Portion of a data file:
========

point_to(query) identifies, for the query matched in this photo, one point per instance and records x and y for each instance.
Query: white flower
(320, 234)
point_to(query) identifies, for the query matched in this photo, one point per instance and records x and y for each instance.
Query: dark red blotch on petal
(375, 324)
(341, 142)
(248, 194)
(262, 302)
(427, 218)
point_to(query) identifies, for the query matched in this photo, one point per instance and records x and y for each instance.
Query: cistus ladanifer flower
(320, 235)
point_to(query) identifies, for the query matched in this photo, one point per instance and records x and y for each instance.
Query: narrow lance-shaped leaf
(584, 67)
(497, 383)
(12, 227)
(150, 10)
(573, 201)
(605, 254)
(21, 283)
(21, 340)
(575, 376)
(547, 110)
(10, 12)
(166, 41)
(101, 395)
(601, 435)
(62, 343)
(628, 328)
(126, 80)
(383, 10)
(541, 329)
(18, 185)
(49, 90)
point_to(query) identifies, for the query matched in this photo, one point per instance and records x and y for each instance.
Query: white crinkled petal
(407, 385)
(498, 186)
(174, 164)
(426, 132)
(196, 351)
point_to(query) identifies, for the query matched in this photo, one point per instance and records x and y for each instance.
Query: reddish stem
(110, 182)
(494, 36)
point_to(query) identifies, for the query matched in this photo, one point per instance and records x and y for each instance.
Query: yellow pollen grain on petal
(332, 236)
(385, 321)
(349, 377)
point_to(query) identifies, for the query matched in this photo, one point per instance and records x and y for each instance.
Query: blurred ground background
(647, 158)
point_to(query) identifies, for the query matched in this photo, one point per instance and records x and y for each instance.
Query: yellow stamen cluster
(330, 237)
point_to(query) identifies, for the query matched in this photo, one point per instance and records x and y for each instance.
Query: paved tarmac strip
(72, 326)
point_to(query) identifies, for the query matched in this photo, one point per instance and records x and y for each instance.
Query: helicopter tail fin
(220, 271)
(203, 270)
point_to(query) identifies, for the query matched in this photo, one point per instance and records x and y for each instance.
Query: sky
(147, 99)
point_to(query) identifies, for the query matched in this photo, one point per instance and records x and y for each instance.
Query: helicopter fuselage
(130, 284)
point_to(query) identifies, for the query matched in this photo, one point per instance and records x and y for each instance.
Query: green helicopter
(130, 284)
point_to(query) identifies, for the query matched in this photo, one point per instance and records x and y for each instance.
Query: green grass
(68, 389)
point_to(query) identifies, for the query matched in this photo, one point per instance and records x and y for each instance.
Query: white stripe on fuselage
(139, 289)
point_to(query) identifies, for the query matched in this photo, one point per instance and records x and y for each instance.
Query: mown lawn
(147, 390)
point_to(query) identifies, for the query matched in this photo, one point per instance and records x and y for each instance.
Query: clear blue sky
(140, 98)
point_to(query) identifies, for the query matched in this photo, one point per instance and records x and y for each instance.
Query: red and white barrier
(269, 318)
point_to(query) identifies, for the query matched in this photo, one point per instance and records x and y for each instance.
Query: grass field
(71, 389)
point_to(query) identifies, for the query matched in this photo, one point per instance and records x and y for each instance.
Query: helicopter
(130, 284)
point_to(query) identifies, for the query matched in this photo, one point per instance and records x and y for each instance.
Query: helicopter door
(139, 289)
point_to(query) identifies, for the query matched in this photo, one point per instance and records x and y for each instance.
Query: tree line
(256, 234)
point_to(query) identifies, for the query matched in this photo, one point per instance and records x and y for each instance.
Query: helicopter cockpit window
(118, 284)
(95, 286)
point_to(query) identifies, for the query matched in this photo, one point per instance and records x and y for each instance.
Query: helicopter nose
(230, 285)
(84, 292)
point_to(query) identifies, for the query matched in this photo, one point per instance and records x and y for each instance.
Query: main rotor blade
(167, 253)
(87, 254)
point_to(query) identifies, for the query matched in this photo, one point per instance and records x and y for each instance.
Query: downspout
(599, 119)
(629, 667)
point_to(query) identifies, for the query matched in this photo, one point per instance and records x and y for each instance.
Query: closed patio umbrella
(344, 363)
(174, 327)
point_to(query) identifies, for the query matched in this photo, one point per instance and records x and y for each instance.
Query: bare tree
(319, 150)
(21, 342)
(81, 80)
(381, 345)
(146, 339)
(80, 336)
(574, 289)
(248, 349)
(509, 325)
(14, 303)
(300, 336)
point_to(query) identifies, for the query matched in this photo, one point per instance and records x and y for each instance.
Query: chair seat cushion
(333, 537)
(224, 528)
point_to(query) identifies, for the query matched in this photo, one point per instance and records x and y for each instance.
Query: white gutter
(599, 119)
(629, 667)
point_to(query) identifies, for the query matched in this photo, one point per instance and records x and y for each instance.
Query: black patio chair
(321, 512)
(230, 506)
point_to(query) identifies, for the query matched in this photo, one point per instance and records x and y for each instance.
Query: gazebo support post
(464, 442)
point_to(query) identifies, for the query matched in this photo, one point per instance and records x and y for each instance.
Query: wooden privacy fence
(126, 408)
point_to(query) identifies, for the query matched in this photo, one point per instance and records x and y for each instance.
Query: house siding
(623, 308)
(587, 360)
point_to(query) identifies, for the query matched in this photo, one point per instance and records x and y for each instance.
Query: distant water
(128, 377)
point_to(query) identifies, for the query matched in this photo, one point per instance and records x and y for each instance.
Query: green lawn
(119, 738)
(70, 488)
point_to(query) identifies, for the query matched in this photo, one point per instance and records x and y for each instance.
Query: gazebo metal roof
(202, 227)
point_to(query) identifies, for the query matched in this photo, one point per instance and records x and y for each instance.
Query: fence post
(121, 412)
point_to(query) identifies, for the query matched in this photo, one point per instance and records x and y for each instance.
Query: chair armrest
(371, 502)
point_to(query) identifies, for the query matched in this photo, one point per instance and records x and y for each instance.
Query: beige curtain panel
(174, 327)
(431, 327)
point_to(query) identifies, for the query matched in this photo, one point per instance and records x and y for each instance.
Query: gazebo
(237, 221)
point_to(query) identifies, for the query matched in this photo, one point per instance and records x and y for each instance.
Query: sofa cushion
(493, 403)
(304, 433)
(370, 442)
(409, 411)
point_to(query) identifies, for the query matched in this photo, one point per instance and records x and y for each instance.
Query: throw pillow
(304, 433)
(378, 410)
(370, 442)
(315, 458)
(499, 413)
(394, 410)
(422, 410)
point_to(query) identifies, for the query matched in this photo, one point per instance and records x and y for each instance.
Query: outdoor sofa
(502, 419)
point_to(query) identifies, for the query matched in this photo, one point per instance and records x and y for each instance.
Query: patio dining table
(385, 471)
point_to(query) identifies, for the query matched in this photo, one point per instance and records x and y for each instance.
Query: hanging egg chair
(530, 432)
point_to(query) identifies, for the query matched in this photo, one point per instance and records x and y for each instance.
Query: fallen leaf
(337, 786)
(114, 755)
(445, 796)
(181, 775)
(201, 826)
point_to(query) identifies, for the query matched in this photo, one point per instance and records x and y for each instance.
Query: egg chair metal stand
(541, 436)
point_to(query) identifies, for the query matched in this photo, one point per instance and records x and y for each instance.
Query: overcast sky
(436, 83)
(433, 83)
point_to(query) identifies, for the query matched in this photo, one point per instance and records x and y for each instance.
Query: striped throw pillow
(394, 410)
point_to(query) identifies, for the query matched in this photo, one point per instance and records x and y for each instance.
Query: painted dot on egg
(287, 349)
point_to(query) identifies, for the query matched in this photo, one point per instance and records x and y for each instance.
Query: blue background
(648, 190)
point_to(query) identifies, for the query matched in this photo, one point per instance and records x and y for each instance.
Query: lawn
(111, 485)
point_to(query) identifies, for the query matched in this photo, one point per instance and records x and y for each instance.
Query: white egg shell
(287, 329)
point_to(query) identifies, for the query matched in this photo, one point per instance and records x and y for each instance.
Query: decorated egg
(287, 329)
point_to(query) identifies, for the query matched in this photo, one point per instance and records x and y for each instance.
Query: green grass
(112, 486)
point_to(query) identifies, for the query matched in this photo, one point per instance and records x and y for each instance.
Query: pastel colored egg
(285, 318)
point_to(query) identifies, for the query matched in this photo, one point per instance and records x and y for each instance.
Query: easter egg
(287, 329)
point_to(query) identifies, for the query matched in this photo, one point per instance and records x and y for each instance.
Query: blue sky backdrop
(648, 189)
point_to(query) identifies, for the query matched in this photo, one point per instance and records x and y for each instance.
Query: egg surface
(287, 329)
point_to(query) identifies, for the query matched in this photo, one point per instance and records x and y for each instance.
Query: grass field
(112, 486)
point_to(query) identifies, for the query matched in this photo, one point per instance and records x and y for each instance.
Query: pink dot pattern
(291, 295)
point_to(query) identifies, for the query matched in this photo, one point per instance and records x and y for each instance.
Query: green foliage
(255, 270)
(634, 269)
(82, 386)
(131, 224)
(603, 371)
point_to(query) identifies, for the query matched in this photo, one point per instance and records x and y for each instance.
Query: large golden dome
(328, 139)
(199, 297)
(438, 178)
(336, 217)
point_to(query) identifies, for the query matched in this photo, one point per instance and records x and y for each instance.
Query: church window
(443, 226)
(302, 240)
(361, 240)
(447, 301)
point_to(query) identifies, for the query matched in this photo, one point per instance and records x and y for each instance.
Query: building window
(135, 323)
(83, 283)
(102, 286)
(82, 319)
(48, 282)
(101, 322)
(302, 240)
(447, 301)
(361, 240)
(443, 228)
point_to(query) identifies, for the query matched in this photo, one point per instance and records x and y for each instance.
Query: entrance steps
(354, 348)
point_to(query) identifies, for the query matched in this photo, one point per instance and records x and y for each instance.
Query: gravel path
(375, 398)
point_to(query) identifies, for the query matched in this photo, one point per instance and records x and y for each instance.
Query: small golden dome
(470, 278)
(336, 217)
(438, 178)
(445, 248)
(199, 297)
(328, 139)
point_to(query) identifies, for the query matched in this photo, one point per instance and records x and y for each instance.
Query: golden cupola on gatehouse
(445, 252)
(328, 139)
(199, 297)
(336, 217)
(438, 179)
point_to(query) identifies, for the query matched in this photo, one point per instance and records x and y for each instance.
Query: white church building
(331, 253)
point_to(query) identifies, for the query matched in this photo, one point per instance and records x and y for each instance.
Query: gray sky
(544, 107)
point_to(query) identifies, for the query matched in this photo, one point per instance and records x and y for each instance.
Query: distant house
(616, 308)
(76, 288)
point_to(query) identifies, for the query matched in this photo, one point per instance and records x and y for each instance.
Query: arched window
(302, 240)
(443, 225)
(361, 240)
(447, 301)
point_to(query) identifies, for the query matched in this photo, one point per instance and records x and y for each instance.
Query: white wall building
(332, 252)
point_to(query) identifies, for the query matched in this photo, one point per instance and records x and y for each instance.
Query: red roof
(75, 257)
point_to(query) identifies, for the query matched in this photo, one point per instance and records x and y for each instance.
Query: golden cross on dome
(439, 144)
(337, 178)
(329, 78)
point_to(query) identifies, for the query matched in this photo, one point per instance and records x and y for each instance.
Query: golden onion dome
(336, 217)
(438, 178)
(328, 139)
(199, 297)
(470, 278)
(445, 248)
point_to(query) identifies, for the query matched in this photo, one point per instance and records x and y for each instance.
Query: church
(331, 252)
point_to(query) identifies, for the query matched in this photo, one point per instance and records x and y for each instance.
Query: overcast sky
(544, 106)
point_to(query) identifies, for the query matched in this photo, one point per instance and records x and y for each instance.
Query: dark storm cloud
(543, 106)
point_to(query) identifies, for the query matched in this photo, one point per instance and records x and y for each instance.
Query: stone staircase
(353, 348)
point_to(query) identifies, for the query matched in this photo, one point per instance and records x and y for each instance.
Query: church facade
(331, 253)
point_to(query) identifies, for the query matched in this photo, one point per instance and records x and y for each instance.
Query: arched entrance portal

========

__THE REQUEST__
Can you locate each line in the listing above that contains the string "background" with the same capitalization, and copy those lines out in full?

__OUTPUT FOR THIS TASK__
Query: blurred ground background
Query: blue background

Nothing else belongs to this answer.